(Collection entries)
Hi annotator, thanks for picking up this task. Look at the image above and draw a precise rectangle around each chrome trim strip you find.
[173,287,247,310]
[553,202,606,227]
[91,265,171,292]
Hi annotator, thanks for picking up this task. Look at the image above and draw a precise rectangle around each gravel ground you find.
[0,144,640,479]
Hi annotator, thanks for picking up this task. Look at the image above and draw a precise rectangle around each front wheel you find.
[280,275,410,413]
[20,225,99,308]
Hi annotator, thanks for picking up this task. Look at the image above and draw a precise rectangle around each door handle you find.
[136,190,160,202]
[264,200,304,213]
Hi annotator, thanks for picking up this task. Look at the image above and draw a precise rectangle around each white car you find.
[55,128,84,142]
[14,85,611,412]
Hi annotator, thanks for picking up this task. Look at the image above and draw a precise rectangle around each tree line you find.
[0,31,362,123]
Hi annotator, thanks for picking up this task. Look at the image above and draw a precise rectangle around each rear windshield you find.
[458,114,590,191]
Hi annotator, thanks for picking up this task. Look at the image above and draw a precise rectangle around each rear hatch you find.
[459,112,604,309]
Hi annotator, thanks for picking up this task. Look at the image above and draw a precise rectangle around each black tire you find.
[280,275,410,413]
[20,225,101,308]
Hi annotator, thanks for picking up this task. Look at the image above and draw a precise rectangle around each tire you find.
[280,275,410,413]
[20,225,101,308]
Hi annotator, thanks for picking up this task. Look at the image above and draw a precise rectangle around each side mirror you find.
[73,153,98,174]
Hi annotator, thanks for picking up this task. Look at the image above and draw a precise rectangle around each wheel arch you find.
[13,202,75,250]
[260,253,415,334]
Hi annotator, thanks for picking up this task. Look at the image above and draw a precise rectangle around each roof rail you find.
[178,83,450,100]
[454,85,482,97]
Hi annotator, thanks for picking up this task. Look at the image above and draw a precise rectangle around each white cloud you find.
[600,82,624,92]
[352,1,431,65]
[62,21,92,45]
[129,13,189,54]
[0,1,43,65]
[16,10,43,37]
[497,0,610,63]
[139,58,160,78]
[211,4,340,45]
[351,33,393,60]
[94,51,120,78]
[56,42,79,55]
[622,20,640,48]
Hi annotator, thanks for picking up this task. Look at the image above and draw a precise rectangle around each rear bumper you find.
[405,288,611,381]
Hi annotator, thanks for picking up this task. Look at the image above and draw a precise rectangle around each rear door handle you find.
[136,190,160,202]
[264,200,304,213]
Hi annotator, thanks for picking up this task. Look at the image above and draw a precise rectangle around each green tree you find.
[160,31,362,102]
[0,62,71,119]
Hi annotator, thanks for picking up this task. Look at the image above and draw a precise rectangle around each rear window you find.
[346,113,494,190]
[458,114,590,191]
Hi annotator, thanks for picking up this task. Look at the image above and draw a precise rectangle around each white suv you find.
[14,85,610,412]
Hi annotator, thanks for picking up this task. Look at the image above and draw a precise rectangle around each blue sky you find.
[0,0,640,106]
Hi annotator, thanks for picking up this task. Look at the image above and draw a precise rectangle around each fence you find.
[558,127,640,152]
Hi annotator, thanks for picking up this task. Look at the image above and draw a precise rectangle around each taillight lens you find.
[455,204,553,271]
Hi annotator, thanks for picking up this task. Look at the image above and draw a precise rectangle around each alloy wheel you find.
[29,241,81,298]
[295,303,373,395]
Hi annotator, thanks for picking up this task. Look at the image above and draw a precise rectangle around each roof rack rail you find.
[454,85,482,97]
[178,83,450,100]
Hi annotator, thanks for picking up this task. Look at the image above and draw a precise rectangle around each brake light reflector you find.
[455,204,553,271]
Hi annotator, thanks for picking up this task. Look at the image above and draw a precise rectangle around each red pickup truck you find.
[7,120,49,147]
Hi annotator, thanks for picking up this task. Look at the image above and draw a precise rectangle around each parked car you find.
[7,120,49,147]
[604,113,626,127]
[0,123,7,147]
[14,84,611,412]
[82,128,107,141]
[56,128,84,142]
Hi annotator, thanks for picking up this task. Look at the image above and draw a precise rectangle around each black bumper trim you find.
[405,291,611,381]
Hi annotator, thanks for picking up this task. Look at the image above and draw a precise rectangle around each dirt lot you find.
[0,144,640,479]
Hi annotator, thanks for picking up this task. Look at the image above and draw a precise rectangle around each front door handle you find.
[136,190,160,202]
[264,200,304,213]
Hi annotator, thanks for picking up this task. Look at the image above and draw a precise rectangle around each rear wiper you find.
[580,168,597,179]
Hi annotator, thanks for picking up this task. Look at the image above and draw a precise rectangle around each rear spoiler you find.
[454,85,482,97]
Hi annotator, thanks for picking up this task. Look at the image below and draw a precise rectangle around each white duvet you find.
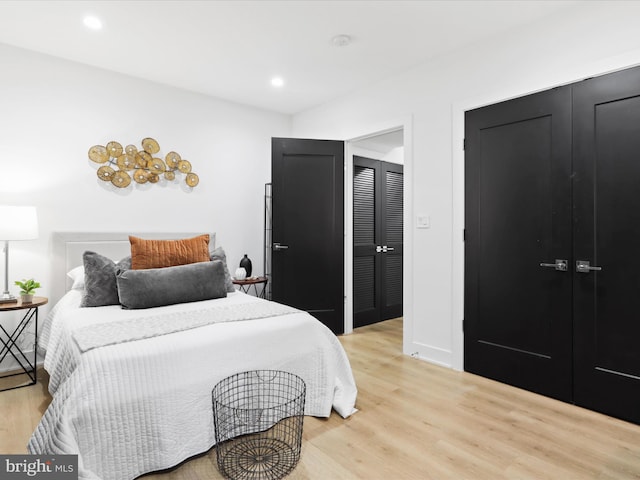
[29,290,357,480]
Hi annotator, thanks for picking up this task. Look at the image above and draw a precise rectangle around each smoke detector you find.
[331,34,351,47]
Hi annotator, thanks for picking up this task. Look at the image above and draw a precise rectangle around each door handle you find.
[576,260,602,273]
[540,258,569,272]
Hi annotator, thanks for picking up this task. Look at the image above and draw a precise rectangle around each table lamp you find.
[0,205,38,303]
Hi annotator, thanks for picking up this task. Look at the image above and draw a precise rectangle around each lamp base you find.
[0,292,18,304]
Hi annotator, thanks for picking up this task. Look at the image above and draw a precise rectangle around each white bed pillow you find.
[67,265,84,290]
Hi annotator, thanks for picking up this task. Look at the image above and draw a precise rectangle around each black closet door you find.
[353,156,404,327]
[464,88,573,401]
[572,68,640,423]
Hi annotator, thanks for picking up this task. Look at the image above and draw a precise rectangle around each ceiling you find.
[0,0,584,114]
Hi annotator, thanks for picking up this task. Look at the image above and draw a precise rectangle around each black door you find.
[465,64,640,423]
[271,138,344,334]
[353,156,404,327]
[464,88,573,401]
[573,68,640,423]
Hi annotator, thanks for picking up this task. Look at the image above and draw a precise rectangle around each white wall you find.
[0,45,291,364]
[293,2,640,369]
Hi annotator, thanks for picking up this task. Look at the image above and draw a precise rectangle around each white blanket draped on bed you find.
[29,291,357,480]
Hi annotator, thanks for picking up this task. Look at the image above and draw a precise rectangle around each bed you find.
[28,234,357,480]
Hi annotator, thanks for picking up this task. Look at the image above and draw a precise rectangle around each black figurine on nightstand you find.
[240,253,251,278]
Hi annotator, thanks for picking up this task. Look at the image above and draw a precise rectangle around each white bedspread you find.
[29,291,357,480]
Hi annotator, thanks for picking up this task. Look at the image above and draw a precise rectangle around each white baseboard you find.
[404,342,453,368]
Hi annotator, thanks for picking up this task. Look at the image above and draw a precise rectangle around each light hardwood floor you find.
[0,319,640,480]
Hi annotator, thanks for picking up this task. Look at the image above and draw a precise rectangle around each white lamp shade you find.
[0,205,38,240]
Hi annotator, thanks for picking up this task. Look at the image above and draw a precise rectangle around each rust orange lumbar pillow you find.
[129,235,210,270]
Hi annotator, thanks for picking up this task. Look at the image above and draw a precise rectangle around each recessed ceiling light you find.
[82,15,102,30]
[331,34,351,47]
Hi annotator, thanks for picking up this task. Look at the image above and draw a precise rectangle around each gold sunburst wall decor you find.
[89,138,200,188]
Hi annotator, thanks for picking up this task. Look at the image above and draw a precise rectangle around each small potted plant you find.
[15,278,40,303]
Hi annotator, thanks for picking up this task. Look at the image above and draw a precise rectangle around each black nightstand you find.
[0,297,49,392]
[232,277,269,298]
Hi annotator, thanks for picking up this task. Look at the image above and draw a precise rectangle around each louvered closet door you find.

- WHAT YOU ARE ASKED TO DO: Rewrite the data above, from the line containing "wiper you find." to the line containing "[572,68,640,423]", as a Markdown table with the columns Row and Entry, omitting blank lines and the pictures.

- FULL SOLUTION:
| Row | Entry |
|---|---|
| 1 | Hi annotator, thanks for picking up this task. Look at the image above and draw a precise rectangle around each rear wiper you find. |
| 2 | [580,168,597,179] |
| 3 | Hi annotator, thanks for picking up this task. Look at the image above and draw a precise rectangle around each rear spoiler you find. |
| 4 | [454,85,482,97] |
| 5 | Hi annotator, thanks for picking up this task. Look at the image below and draw a precise rectangle around each white duvet you find. |
| 6 | [29,290,357,480] |
| 7 | Hi annotator, thanks for picking up this task. Look at the image above and draw a precise rectangle around each smoke detector you find. |
| 8 | [331,34,351,47] |
| 9 | Hi annotator, thanks for picking up this task. Look at the image above and draw a precise rectangle around each door handle you find. |
| 10 | [576,260,602,273] |
| 11 | [540,258,569,272] |
| 12 | Hi annotator, thanks for picking up this task. Look at the image above and draw a precise rectangle around each table lamp you find. |
| 13 | [0,205,38,303] |
| 14 | Hi annotator, thanks for picking up this task. Look at the image above and draw a precise rectangle around each lamp base you find. |
| 15 | [0,292,18,304] |
| 16 | Hi annotator, thanks for picking up this task. Look at the image above and draw a precise rectangle around each white bed pillow you find. |
| 17 | [67,265,84,290] |
| 18 | Hi annotator, thanks for picking up this task. Look at the image above and draw a precise rectangle around each black closet door you find. |
| 19 | [353,156,404,327] |
| 20 | [464,88,573,401] |
| 21 | [572,68,640,423] |